**TASK TO COMPLETE:** Reproduce without alteration the portion of the items that opens with the line containing "Task: annotate a point on every instance of the tyr" and runs through the end of the items, including that first line.

####################

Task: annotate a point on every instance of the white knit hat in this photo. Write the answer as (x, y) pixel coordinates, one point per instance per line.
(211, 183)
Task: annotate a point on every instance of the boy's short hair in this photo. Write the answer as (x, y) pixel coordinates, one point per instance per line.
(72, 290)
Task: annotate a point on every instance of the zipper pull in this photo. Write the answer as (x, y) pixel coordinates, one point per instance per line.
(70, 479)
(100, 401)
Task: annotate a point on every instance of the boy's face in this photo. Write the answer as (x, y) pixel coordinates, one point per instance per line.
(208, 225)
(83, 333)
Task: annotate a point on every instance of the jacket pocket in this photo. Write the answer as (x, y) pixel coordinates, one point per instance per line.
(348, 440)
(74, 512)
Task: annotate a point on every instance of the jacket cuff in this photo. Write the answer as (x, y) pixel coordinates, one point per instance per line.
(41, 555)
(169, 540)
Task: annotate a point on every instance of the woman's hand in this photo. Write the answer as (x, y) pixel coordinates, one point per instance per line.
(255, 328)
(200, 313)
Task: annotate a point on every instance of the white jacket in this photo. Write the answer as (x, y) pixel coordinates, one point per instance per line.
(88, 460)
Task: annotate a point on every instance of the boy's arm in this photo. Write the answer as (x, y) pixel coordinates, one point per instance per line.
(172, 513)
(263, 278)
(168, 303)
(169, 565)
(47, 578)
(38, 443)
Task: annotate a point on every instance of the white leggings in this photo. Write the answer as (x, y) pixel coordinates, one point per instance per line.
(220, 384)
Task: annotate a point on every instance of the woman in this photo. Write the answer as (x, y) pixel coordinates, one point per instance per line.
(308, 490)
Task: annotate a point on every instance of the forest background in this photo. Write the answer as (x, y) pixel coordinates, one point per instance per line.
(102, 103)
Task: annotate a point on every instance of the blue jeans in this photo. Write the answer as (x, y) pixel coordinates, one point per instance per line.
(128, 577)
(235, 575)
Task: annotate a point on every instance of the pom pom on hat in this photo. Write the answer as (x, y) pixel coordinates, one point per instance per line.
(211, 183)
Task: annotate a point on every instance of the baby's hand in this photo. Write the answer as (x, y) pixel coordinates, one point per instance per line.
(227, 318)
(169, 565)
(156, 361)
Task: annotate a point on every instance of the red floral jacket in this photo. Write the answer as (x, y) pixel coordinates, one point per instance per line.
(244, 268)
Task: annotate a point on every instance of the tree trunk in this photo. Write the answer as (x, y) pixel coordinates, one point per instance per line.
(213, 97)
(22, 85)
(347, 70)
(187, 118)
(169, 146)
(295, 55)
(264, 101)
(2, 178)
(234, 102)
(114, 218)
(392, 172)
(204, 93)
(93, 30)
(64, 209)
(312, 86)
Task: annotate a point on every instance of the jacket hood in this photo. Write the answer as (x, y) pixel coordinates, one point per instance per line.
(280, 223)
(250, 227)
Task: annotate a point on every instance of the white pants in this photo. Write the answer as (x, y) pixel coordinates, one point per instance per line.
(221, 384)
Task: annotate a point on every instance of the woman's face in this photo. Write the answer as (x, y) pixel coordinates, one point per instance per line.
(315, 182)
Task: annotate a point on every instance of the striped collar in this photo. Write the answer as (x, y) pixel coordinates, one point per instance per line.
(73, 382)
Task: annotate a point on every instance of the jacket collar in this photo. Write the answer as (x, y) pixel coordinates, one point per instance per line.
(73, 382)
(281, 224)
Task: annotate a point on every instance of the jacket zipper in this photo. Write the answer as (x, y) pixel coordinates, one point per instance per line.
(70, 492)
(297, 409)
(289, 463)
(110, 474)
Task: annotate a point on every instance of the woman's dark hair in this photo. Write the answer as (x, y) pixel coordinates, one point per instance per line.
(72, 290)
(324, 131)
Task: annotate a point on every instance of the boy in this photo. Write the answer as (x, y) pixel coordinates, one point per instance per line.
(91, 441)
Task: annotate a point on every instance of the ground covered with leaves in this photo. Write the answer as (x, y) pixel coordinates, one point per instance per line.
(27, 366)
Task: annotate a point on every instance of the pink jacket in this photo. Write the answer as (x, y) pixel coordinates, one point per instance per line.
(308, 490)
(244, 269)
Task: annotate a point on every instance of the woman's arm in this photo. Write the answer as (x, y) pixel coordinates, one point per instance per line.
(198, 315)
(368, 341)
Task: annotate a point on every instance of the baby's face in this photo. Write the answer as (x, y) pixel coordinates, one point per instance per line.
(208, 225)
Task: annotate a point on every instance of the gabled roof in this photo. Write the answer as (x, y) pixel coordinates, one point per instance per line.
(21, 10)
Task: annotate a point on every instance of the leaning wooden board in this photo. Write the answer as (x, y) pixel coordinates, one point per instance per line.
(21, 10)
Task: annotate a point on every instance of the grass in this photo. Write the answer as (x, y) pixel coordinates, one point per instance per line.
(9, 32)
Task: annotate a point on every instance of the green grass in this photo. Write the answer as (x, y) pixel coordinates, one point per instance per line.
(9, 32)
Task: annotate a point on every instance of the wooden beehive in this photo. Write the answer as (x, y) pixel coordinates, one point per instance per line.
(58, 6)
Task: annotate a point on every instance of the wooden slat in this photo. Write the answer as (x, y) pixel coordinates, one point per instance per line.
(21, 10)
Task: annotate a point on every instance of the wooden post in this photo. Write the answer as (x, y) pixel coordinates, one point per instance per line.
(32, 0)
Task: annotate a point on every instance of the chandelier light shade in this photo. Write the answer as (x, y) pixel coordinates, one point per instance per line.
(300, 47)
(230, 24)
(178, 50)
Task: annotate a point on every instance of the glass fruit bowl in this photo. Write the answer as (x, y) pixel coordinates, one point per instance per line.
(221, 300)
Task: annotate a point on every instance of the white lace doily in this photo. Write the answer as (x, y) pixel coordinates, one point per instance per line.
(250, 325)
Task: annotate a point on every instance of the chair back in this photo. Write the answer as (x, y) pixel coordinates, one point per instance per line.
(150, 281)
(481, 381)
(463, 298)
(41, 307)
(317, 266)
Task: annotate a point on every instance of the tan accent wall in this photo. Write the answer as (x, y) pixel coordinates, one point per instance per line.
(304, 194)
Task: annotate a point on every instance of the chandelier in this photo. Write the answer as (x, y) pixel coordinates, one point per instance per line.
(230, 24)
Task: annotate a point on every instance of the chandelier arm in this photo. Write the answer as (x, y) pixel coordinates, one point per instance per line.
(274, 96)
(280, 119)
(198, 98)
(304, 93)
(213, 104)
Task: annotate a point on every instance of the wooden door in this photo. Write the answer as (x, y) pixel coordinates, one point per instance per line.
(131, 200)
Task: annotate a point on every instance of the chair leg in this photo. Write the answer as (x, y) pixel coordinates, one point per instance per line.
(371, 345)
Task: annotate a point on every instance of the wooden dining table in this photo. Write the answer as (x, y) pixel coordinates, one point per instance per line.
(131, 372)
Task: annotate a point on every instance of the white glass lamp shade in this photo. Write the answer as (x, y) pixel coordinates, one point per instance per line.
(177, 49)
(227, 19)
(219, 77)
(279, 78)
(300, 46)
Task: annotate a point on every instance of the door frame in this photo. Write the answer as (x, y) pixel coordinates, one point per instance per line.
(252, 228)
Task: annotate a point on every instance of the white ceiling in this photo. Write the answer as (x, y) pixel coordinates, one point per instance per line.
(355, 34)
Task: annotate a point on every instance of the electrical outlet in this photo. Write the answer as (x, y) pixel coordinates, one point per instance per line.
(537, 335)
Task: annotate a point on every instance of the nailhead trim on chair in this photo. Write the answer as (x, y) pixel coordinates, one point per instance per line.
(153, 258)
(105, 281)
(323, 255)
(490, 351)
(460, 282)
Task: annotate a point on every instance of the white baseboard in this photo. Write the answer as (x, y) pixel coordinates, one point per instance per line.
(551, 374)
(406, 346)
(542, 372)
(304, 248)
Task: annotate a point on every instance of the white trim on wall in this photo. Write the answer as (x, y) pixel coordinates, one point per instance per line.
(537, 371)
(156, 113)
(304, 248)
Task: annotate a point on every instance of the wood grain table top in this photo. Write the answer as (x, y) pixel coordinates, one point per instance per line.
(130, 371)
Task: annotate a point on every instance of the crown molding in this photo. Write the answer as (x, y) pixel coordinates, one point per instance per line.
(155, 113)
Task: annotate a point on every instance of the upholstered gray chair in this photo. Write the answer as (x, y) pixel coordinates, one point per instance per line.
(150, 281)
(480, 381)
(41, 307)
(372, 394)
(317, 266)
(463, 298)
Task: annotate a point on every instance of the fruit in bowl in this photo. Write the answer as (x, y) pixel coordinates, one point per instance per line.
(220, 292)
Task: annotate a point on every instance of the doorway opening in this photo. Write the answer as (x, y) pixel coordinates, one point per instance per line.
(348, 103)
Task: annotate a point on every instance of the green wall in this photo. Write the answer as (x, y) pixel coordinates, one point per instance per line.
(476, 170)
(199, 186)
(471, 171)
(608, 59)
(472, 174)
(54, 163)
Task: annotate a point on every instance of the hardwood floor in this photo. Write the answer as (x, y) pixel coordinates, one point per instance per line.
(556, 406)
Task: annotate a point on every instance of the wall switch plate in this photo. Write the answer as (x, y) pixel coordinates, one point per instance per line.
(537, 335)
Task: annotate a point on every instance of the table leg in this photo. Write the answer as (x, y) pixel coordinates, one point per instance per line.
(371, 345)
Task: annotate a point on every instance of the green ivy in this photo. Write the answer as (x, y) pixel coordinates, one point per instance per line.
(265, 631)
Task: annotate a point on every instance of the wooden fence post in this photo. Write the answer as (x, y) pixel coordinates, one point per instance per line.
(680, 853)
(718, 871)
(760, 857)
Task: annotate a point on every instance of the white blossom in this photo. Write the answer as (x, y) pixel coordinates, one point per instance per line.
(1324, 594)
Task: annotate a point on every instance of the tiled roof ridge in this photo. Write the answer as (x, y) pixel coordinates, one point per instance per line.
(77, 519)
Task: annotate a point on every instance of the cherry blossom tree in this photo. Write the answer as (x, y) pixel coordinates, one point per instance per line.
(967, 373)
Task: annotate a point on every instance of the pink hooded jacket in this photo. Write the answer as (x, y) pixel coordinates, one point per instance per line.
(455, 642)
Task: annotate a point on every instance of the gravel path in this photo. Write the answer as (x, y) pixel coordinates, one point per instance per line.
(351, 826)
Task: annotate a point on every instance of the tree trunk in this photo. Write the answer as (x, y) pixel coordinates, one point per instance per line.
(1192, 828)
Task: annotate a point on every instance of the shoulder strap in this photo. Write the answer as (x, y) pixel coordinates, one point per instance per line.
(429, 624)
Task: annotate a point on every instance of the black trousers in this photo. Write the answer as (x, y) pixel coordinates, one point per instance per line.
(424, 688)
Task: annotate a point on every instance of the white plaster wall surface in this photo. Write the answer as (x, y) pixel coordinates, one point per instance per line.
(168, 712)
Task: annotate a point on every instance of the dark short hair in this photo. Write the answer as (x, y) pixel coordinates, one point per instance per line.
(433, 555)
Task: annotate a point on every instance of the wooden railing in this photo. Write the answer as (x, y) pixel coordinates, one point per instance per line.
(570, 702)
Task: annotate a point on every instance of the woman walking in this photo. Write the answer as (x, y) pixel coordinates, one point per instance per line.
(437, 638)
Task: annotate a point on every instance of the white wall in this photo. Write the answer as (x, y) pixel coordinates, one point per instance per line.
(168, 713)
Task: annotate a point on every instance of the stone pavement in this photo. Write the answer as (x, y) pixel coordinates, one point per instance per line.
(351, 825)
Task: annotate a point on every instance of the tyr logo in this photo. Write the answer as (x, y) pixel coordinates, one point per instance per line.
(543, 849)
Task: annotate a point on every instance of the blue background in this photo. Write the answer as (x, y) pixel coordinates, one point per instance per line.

####################

**THE ANSWER:**
Task: annotate a point on every instance of the tyr logo in this photo. Write the answer as (x, y) pixel coordinates, one point per instance per line.
(543, 849)
Task: annotate a point on every instance of the blue background in this photo. Write the answer as (x, y) pixel coordinates, one point per instance per line.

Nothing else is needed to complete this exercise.